◆ **What the exercise asks**
Please return each of the entries that follow, unchanged in every word.

Natural-language object grounding data

^^^^^^^^

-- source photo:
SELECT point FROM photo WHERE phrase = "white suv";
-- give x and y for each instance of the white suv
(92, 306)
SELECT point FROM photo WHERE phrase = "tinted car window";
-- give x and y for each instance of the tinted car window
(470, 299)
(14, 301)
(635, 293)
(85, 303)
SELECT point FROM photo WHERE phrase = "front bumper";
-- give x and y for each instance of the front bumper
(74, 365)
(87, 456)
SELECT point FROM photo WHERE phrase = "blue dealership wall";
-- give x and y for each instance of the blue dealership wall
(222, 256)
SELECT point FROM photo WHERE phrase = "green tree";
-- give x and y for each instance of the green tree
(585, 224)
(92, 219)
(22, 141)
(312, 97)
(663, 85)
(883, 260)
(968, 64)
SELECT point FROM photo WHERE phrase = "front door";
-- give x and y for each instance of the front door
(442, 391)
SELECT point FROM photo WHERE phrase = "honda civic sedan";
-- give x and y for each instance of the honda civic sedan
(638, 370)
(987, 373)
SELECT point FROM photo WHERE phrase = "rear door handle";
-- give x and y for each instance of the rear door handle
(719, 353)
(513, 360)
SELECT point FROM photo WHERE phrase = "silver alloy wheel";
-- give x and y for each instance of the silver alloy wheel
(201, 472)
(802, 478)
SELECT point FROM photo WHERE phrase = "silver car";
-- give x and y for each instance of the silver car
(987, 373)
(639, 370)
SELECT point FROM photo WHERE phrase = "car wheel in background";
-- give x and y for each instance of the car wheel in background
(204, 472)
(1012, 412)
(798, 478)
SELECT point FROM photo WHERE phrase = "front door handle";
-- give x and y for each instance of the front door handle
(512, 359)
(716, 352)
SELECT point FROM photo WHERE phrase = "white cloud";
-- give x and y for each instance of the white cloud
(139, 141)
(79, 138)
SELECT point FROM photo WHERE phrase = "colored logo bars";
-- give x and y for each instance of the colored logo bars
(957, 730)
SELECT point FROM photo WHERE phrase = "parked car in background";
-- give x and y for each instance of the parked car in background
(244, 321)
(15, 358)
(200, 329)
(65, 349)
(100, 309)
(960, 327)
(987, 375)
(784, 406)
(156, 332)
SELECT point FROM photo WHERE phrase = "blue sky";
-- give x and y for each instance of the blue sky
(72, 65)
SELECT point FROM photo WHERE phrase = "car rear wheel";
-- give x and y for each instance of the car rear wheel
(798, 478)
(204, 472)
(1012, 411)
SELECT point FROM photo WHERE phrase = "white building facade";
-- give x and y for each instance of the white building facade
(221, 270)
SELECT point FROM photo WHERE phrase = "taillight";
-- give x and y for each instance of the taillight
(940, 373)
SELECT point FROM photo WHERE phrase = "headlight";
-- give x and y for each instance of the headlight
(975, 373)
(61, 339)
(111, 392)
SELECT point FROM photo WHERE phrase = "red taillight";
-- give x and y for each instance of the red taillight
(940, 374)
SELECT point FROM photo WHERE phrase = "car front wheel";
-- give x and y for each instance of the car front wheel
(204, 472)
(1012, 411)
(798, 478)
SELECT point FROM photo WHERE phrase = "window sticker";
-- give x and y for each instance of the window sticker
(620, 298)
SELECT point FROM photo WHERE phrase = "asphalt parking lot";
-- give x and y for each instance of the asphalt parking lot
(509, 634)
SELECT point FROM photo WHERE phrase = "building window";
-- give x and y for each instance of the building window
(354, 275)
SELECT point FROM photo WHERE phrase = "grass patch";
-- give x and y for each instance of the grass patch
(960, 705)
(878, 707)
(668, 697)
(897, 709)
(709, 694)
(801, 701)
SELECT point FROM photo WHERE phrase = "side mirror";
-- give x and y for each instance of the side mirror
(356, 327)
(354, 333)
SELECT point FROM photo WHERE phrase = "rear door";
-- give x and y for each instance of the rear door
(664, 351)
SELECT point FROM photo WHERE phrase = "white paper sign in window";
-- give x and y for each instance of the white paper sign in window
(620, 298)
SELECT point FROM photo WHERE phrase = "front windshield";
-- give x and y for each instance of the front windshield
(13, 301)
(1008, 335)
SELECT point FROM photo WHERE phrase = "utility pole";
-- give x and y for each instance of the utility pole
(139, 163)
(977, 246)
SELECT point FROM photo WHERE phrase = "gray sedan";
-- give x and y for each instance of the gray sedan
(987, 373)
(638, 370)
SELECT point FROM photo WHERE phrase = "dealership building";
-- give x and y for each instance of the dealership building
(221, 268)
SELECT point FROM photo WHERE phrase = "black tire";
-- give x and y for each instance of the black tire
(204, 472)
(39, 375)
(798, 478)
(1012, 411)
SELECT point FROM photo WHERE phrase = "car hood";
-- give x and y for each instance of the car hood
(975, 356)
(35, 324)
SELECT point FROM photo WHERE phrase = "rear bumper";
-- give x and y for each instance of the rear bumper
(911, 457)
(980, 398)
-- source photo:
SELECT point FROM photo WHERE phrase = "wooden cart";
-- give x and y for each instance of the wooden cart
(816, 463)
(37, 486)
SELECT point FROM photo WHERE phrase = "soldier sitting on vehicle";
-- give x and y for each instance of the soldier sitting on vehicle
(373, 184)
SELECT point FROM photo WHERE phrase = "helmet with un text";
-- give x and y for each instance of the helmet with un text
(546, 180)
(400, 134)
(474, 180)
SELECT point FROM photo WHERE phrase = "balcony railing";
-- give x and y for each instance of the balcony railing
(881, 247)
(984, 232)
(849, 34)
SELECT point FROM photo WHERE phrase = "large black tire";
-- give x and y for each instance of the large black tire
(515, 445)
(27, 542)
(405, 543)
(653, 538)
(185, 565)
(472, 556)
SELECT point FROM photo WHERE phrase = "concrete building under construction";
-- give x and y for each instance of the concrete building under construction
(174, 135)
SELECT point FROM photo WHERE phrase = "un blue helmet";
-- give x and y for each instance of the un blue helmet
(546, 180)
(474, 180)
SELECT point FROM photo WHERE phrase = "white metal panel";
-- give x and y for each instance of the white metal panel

^^^^^^^^

◆ **Exercise result**
-- source photo:
SELECT point FROM photo WHERE phrase = "white suv";
-- give x and y for each instance of the white suv
(92, 306)
SELECT point FROM photo WHERE phrase = "tinted car window";
-- give x and y for each instance of the tinted car window
(470, 299)
(14, 301)
(635, 293)
(85, 303)
SELECT point FROM photo WHERE phrase = "front bumper";
-- give x and y for each instance of the front bumper
(74, 365)
(87, 456)
SELECT point FROM photo WHERE phrase = "blue dealership wall";
-- give x and y for each instance of the blue dealership wall
(222, 256)
SELECT point FROM photo WHERE phrase = "green tree";
-- give x and y for each instance of the green tree
(585, 224)
(92, 219)
(22, 141)
(312, 97)
(663, 85)
(883, 260)
(968, 64)
SELECT point FROM photo WHERE phrase = "front door";
-- give x and y for each instance of the front door
(442, 391)
SELECT point FROM photo WHERE phrase = "honda civic sedan";
-- give x and y for each instance of the honda civic sedan
(638, 370)
(987, 373)
SELECT point FROM photo WHERE phrase = "rear door handle";
-- give x and y for each instance of the rear door handle
(719, 353)
(513, 360)
SELECT point FROM photo WHERE phrase = "silver alloy wheel";
-- give x and y for each instance of the silver alloy wheel
(201, 472)
(802, 478)
SELECT point FROM photo WHERE phrase = "silver car";
-- give x and y for each instance of the silver car
(987, 373)
(639, 370)
SELECT point FROM photo WHERE phrase = "car wheel in background";
-- give x and y for each instance of the car wheel in background
(204, 472)
(1012, 412)
(798, 478)
SELECT point FROM photo WHERE phrase = "front door handle";
-- give x and y for each instance of the front door handle
(512, 359)
(716, 352)
SELECT point FROM photo WHERE phrase = "white cloud";
-- give x and y for each instance of the white cloud
(139, 141)
(79, 138)
SELECT point FROM photo WHERE phrase = "colored logo bars";
-- give x and y for each instance of the colored logo bars
(957, 730)
SELECT point FROM photo WHERE phrase = "parked car in background";
-- give x and y for each instance of the parked car in background
(244, 321)
(15, 358)
(200, 329)
(65, 349)
(100, 309)
(960, 327)
(987, 375)
(784, 406)
(156, 332)
SELECT point FROM photo WHERE phrase = "blue sky";
-- give x and y for each instance of the blue sky
(72, 65)
SELECT point FROM photo WHERE phrase = "car rear wheel";
-- give x and y for each instance of the car rear wheel
(798, 478)
(204, 472)
(1012, 411)
SELECT point FROM photo WHERE phrase = "white building facade";
-- give x and y for each instance of the white building facade
(221, 270)
SELECT point FROM photo WHERE phrase = "taillight";
-- give x and y for each instance of the taillight
(940, 373)
SELECT point FROM photo WHERE phrase = "headlight";
-- give x and y for each instance of the headlight
(975, 373)
(61, 339)
(111, 392)
SELECT point FROM photo WHERE phrase = "red taillight";
-- give x and y for each instance of the red taillight
(940, 374)
SELECT point FROM photo WHERE phrase = "car front wheel";
-- give x and y for each instance of the car front wheel
(204, 472)
(1012, 411)
(798, 478)
SELECT point FROM photo WHERE phrase = "window sticker";
-- give x and y for each instance of the window sticker
(620, 298)
SELECT point FROM photo WHERE phrase = "asphalt parking lot";
-- give x and y for each instance of the asphalt parking lot
(509, 634)
SELECT point FROM photo WHERE phrase = "building window";
-- give x and y for each instance of the building window
(354, 275)
SELECT point FROM photo WHERE phrase = "grass patch";
-- give x and y for each instance of the grass patch
(960, 705)
(878, 707)
(668, 697)
(897, 709)
(709, 694)
(801, 701)
SELECT point FROM photo WHERE phrase = "side mirror";
-- give x and y for each instance of the side mirror
(356, 327)
(354, 333)
SELECT point FROM photo WHERE phrase = "rear door";
-- give x and y for each instance of the rear door
(664, 351)
SELECT point FROM photo WHERE phrase = "white paper sign in window";
-- give x and y for each instance of the white paper sign in window
(620, 298)
SELECT point FROM photo WHERE phrase = "front windshield";
-- give x and y for each instance of the front windshield
(13, 301)
(1008, 335)
SELECT point FROM photo WHERE phrase = "utility pole";
-- give x and y for each instance of the utility pole
(139, 163)
(977, 246)
SELECT point FROM photo WHERE phrase = "gray sedan";
-- give x and y for each instance of the gray sedan
(987, 373)
(638, 370)
SELECT point FROM photo WHERE phrase = "dealership building";
-- give x and y for each instance of the dealership building
(221, 268)
SELECT point FROM photo WHERE phrase = "black tire";
-- give x and y for each instance of the black tire
(204, 472)
(39, 375)
(798, 478)
(1012, 411)
SELECT point FROM photo WHERE phrase = "car hood";
-- give x and y for each instance of the car hood
(975, 356)
(35, 324)
SELECT point FROM photo WHERE phrase = "rear bumper";
-- give x and y for each instance of the rear bumper
(911, 457)
(980, 398)
-- source photo:
SELECT point FROM photo WHERE phrase = "wooden cart";
-- give x and y for each instance of the wooden cart
(816, 463)
(37, 486)
SELECT point FROM photo WHERE phrase = "soldier sitting on vehicle";
-- give x and y for each instance of the soldier sitting on vehicle
(373, 184)
SELECT point FROM photo WHERE phrase = "helmet with un text";
-- give x and y for each instance of the helmet with un text
(546, 180)
(400, 134)
(474, 180)
SELECT point FROM photo WHERE phrase = "balcony railing";
-- give x and y for each instance of the balcony railing
(881, 247)
(984, 232)
(849, 34)
SELECT point FROM photo WHERE phrase = "large black tire";
-- give x and y for each instance of the large black tire
(515, 445)
(27, 542)
(405, 543)
(653, 538)
(185, 565)
(472, 556)
SELECT point FROM photo WHERE phrase = "concrete building under construction";
-- give x and y for each instance of the concrete building under construction
(174, 135)
SELECT point FROM photo WHERE phrase = "un blue helmet";
-- give x and y for each instance of the un blue helmet
(546, 180)
(474, 180)
SELECT point FROM photo WHERE phrase = "white metal panel";
-- give x and y for each instance of the white metal panel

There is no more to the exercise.